→ Source excerpt:
—————

United Kingdom

Disturbing the Peace

On the inalienable right to "excessively noisy sex"

|

"Unlike Winston, [Julia] had grasped the inner meaning of the Party's sexual puritanism. It was not merely that the sex instinct created a world of its own which was outside the Party's control and which therefore had to be destroyed if possible. What was more important was that sexual privation induced hysteria, which was desirable because it could be transformed into war-fever and leader-worship."

So wrote George Orwell in 1984, his dystopian vision of a future world where mankind's every thought, desire, and bodily tingle would be policed by the powers-that-be. Orwell imagined a Junior Anti-Sex League that spied on kissing and cavorting adults, and a ruling Party that sought to squash the "sex impulse." The heroes of his nightmarish tale—Winston and Julia—had to sneak off to a wood in order to explore each other bodies in a bit of peace and quiet.

It turns out that Orwell was suffering from premature speculation. It was not in 1984 that a major Western government made the "sex impulse"—the grunting, groaning sex instinct—into a police matter; it was in 2009. Here in the U.K., to add to our already-existing panoply of Orwellian measures—5 million CCTV cameras that watch our every move; "speaking cameras" that warn us to pick up litter or stop loitering; the government's attempt to recruit child spies to re-educate anti-social adults—we now have the bizarre and terrifying situation where a woman has been arrested for having sex too loudly.

Yes, in modern-day Britain even the decibels of our sexual moaning can become the subject of a police investigation.

At the end of April, Caroline Cartwright, a 48-year-old housewife from Wearside in the north east of England, was remanded in custody for having "excessively noisy sex." The cops took her in after neighbors complained of hearing her "shouting and groaning" and her "bed banging against the wall of her home." Cartwright has, quite reasonably, defended her inalienable right to be a howler: "I can't stop making noise during sex. It's unnatural to not make any noises and I don't think that I am particularly loud."

—————

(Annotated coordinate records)
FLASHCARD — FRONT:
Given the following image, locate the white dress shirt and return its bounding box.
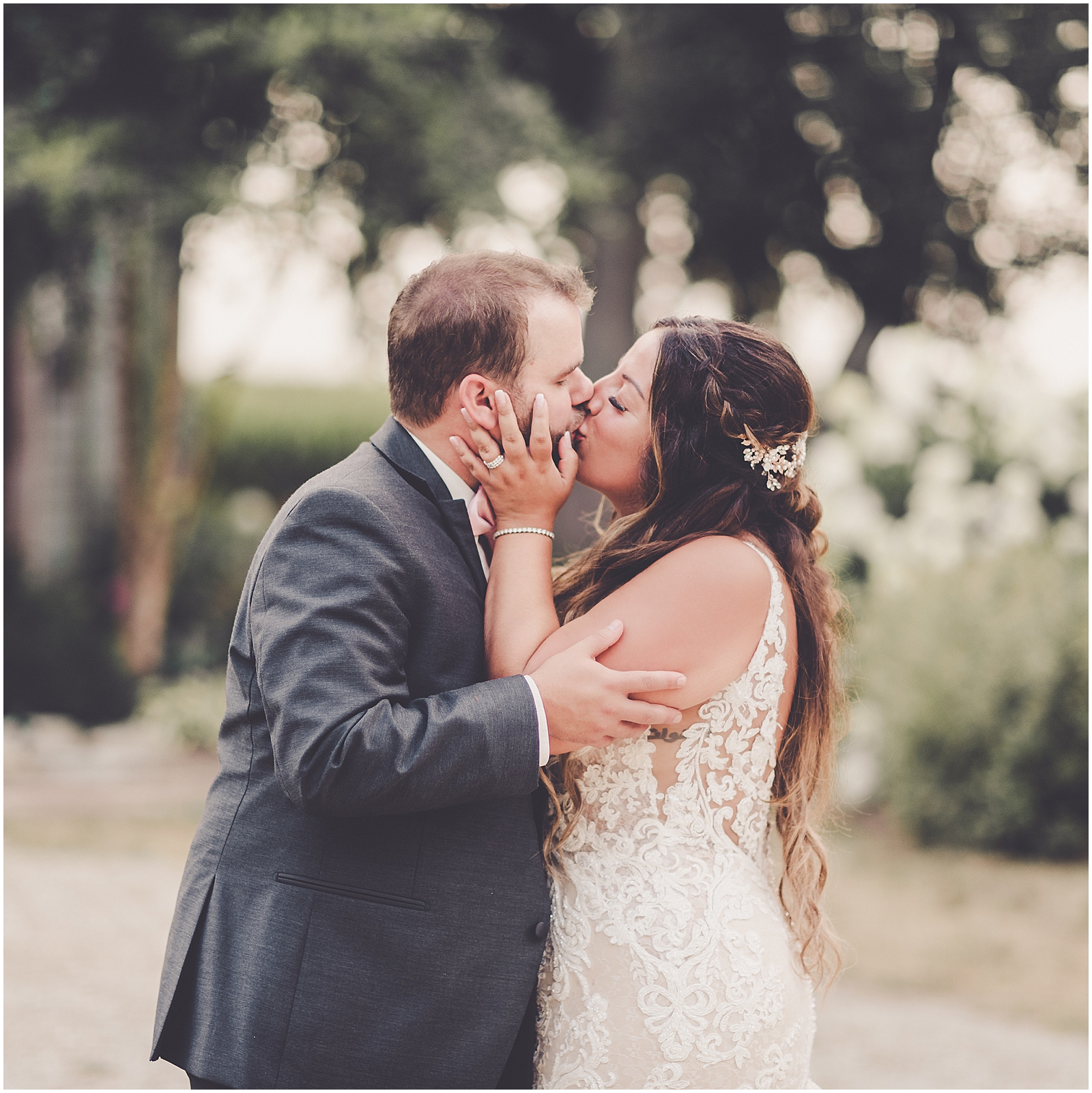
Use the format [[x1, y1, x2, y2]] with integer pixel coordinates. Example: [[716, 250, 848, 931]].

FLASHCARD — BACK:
[[403, 426, 550, 766]]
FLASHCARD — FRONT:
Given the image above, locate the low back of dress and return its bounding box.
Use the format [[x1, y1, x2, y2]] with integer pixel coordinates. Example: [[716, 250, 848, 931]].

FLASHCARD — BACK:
[[536, 543, 814, 1089]]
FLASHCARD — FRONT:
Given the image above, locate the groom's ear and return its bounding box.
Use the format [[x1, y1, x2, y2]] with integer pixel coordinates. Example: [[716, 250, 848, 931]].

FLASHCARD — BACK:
[[459, 373, 498, 431]]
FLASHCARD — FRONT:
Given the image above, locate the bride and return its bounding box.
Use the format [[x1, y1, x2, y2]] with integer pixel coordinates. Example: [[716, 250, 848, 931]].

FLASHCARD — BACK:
[[452, 318, 838, 1089]]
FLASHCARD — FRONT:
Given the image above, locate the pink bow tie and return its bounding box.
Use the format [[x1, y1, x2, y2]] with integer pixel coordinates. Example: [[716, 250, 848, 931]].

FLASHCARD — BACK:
[[467, 486, 496, 542]]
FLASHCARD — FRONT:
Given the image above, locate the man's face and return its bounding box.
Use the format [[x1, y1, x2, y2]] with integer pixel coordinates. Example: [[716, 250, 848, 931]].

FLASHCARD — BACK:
[[509, 294, 592, 451]]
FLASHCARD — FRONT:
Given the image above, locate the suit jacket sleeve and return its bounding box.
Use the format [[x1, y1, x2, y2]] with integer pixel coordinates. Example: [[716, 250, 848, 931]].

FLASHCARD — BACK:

—————

→ Set of tasks:
**1)** Translate this sentence from the essay on the noisy-sex arrest into Spanish: "Yes, in modern-day Britain even the decibels of our sexual moaning can become the subject of a police investigation."
**2)** Please list every already-existing Orwellian measure in the U.K. that the essay on the noisy-sex arrest names.

→ Answers to the exercises:
**1)** Sí, en la Gran Bretaña actual incluso los decibelios de nuestros gemidos sexuales pueden convertirse en objeto de una investigación policial.

**2)**
- 5 million CCTV cameras that watch our every move
- "speaking cameras" that warn us to pick up litter or stop loitering
- the government's attempt to recruit child spies to re-educate anti-social adults